Brief: Rewrite the material below with every "evenodd" changed to "nonzero" and all other text kept the same. Leave the pictures out of your version.

· · · · · · ·

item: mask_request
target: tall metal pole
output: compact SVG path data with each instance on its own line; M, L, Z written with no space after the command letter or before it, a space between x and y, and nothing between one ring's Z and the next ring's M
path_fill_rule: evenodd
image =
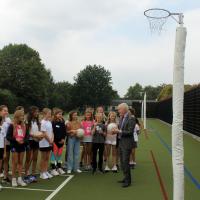
M173 68L172 165L174 200L184 200L183 100L187 30L183 27L183 14L179 15L179 24L176 29Z

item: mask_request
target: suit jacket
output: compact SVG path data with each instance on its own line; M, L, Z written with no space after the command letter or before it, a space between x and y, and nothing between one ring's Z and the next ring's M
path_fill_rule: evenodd
M119 147L123 149L132 149L134 145L134 128L135 128L135 117L131 116L130 114L127 114L124 118L123 124L122 120L120 119L120 125L119 127L122 132L120 134L120 139L119 139Z

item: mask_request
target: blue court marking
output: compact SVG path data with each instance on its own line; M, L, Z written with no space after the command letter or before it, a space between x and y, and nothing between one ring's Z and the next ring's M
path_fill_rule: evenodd
M172 156L172 149L171 149L171 147L163 140L163 138L160 136L160 133L156 129L154 129L152 126L150 127L150 129L152 129L153 133L155 133L155 135L160 140L160 142L162 143L162 145L167 149L168 153ZM192 173L190 172L190 170L185 165L184 165L184 171L185 171L185 174L187 175L187 177L197 187L197 189L200 190L200 183L197 181L196 178L194 178L194 176L192 175Z

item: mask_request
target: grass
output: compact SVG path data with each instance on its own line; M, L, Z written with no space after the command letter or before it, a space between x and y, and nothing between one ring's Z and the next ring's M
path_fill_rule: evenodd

· · · · · · ·

Exercise output:
item: mask_request
target: tall metal pole
output: compact SVG path data with each instance on its own line; M, L, Z written with no space after the command letter or before it, a space between x and y, and nothing between one ring's Z and the next ring's M
path_fill_rule: nonzero
image =
M173 68L172 165L174 200L184 200L183 100L187 30L183 27L183 14L179 15L179 24L176 29Z

item: mask_request
target: suit jacket
output: compact SVG path data with each instance on its own line; M, L, Z written with no space after the command letter or before it, a space between x and y, and nothing between one ring's Z and the next ring's M
path_fill_rule: nonzero
M119 147L123 149L132 149L134 145L134 128L135 128L135 117L131 116L130 114L127 114L124 118L123 124L122 120L120 119L120 125L119 127L122 132L120 134L120 139L119 139Z

item: mask_request
target: blue court marking
output: compact SVG path data with each instance on its own line; M, L, Z written with no space after the command letter or before it, a space between x and y, and nothing between one ring's Z and the next ring's M
path_fill_rule: nonzero
M172 156L172 149L171 149L171 147L163 140L163 138L160 136L160 133L156 129L154 129L152 126L150 127L150 129L152 129L153 133L155 133L155 135L160 140L160 142L162 143L162 145L167 149L168 153ZM192 173L190 172L190 170L185 165L184 165L184 171L185 171L185 174L187 175L187 177L197 187L197 189L200 190L200 183L197 181L196 178L194 178L194 176L192 175Z

item: mask_request
target: grass
output: compact SVG path data with each instance on its own line; M, L, Z written with no space after the command letter or before it, a space between x and y, and nothing between one ring's Z and the next ring's M
path_fill_rule: nonzero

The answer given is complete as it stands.